# Start of Information given

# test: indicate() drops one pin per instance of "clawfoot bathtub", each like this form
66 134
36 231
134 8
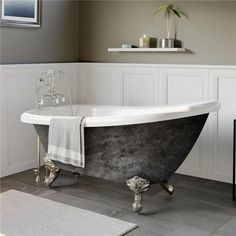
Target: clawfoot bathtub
134 145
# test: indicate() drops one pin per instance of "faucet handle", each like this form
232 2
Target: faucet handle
63 99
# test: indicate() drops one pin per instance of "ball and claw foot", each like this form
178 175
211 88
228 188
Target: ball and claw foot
167 187
53 170
76 175
138 186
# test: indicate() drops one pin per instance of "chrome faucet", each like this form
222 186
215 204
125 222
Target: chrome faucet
47 79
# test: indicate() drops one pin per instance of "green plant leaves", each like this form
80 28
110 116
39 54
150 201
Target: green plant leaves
168 10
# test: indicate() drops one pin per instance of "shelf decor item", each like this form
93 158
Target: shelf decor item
144 41
21 13
147 42
169 12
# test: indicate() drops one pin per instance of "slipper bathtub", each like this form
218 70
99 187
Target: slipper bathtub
139 145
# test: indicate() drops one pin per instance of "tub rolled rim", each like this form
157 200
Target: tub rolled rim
151 114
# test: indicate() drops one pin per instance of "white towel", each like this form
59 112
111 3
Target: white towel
66 140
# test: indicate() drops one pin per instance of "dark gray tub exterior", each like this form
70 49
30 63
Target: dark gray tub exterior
153 151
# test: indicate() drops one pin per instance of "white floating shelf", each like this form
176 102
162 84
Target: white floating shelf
147 49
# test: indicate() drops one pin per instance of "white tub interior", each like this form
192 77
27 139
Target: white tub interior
103 115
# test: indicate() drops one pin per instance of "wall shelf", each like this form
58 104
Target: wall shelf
147 49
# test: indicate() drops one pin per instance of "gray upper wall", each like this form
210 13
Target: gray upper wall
73 31
210 31
56 41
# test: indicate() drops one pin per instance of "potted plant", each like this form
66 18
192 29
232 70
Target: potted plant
170 12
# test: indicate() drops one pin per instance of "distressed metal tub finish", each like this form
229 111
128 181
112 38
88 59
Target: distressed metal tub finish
136 145
152 151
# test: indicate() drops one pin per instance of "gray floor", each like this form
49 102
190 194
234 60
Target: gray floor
198 207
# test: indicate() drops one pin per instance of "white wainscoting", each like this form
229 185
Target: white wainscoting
183 86
125 84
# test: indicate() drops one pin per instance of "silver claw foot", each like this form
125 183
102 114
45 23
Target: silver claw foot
54 171
76 175
138 186
37 173
167 187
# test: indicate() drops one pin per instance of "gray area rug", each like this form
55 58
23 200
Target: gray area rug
25 214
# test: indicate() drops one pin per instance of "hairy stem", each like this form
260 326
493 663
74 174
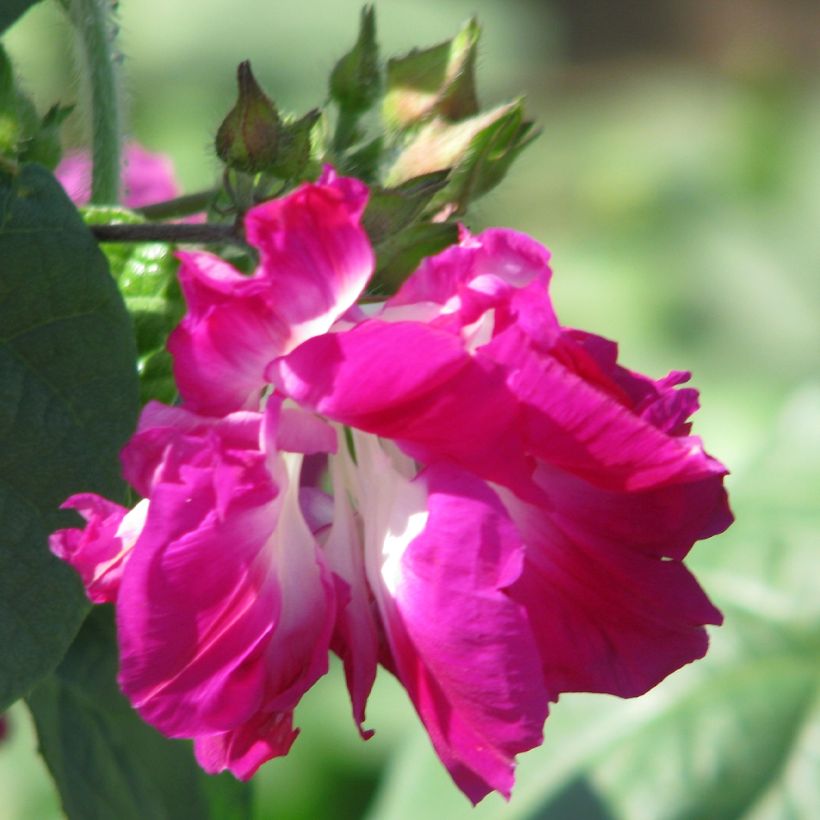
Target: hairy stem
180 206
169 232
96 33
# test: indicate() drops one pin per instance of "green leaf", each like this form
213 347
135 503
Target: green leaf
731 737
11 10
146 275
391 209
24 136
68 402
105 760
479 151
355 82
399 255
439 80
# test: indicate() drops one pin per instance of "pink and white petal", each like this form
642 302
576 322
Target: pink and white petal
574 425
441 552
160 425
415 384
297 655
230 333
356 639
147 177
243 750
196 611
217 619
300 431
608 616
315 254
662 521
100 551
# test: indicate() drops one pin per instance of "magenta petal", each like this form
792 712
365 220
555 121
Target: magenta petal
461 646
100 551
415 384
242 751
509 256
315 253
573 424
612 615
356 637
225 612
231 331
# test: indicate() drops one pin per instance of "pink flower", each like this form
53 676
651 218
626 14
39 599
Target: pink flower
146 177
510 511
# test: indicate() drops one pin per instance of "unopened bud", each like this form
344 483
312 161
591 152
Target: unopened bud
248 138
355 83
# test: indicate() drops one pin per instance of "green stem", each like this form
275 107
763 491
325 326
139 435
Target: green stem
345 133
96 31
205 233
181 206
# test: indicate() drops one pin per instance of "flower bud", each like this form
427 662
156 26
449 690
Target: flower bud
436 81
248 138
355 82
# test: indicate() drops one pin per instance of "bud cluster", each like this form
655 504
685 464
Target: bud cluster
412 129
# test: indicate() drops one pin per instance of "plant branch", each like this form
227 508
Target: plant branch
170 232
180 206
96 33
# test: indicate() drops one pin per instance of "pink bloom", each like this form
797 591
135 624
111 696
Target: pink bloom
146 177
510 511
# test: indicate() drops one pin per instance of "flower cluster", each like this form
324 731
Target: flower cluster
508 513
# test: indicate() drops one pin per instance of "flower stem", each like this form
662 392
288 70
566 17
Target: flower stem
96 34
169 232
180 206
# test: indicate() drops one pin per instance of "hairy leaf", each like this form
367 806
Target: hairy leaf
105 760
68 402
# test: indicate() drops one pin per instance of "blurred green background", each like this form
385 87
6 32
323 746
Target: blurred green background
677 182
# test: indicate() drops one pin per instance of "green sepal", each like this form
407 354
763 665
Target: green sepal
24 136
399 255
436 81
355 82
295 147
145 274
364 163
389 210
248 138
479 151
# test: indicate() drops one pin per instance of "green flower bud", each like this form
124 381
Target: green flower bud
355 83
248 139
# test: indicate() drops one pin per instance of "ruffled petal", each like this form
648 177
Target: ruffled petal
230 332
441 552
497 254
571 423
415 384
612 608
225 612
315 253
100 551
242 751
316 261
356 639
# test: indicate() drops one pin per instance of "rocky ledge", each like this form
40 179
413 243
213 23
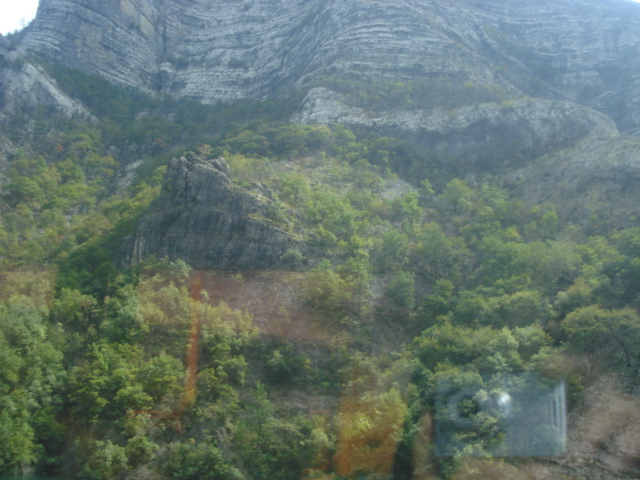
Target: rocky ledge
201 218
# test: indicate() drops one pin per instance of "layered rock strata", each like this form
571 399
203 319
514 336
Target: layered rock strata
202 218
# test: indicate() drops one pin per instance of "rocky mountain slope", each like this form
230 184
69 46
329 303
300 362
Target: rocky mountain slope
579 50
201 219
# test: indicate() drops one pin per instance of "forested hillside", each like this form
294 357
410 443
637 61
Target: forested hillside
406 274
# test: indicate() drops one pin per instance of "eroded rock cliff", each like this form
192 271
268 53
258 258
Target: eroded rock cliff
579 50
201 218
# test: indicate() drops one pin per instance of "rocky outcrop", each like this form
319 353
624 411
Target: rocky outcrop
201 218
24 86
584 51
484 135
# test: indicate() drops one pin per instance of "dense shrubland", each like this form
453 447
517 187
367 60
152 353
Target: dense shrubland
109 374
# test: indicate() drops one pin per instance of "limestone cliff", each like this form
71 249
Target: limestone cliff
201 218
579 50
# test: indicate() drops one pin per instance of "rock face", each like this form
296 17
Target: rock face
202 219
484 135
24 86
213 50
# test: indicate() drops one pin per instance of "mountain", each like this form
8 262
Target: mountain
211 51
477 83
264 238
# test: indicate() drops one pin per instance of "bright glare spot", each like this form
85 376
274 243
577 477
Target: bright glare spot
16 14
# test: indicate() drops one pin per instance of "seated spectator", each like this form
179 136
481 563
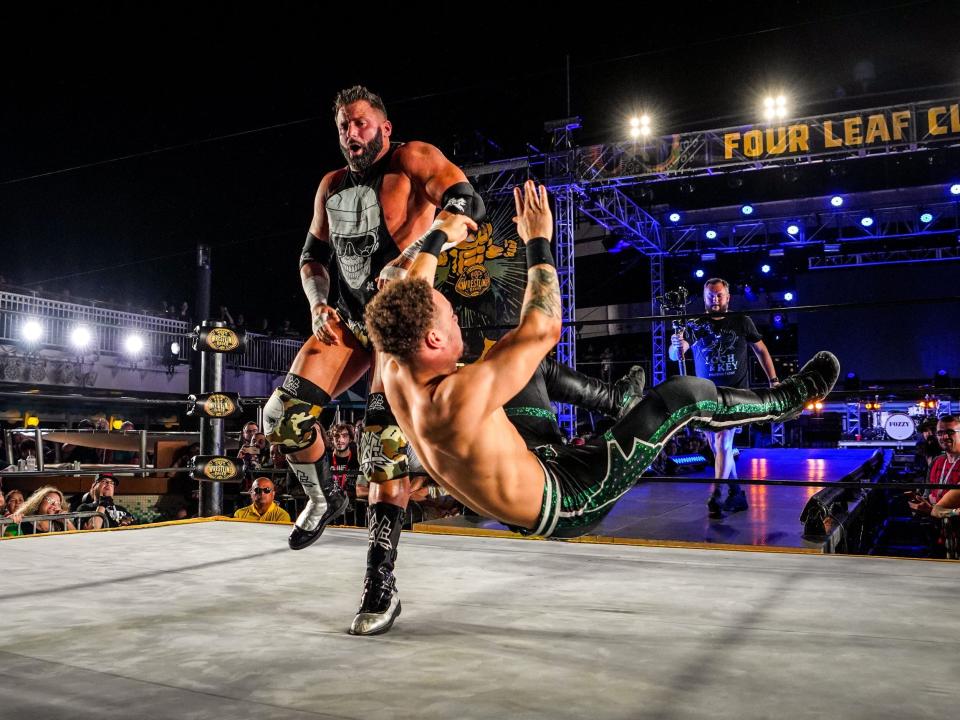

# End of Information given

Pick out every line of the records that contains the string "item", and copy each of those lines.

# test: indicate() drops one pin per instance of "shelf decor item", each like this form
Target: shelf decor item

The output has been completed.